[Opening DATA LISTING section]

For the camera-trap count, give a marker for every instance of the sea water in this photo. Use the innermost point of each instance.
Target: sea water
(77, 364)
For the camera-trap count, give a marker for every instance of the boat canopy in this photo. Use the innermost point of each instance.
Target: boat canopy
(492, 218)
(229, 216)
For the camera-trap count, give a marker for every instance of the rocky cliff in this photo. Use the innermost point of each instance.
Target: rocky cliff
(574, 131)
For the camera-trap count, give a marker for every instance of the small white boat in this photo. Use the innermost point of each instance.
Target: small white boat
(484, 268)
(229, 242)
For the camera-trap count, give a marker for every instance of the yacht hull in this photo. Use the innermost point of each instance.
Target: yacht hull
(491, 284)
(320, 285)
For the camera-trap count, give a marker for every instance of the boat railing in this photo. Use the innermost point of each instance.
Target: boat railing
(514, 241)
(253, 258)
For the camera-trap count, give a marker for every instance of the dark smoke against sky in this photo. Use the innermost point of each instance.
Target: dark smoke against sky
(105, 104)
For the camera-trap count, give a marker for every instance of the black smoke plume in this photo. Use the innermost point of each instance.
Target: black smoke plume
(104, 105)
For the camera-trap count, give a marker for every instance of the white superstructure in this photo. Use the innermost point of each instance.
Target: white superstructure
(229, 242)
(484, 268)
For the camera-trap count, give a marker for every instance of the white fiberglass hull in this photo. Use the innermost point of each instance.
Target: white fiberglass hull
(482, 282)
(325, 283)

[Closing DATA LISTING section]

● **PROBLEM TO WORK ON**: Report each line of the records that holds the word "marker".

● **EXERCISE ANSWER**:
For the camera-trap count, give a marker for every instance of the sea water in this photo. Use the innermost point of each instance.
For the camera-trap count, give a marker for every instance of the boat canopy in this photo. Use the innermost point of each instance.
For the camera-trap count, give a marker for every instance of the rocky cliff in this photo. Use the innermost point of each instance.
For the camera-trap count, give a marker for every instance of the small white boat in this photo. Use the innermost point of each instance.
For the camera-trap count, give a marker for every instance of the yacht hull in this photo. Use the innermost point of each instance.
For the camera-trap count, give a marker for every instance of the boat railing in this photo. Use the innermost point of each instance.
For the camera-trap count, give a marker for every instance of the dark smoke against sky in this photo. Use the innermost point of each instance.
For the camera-trap count, give a marker for every instance of the black smoke plume in this photo. Use the innermost point of each instance.
For the camera-trap count, give a marker for every instance of the white superstructure in this photo. Use the innermost point of each instance.
For the camera-trap count, give a marker for every instance of the white fiberglass hull in this photo. Use the innermost point of each instance.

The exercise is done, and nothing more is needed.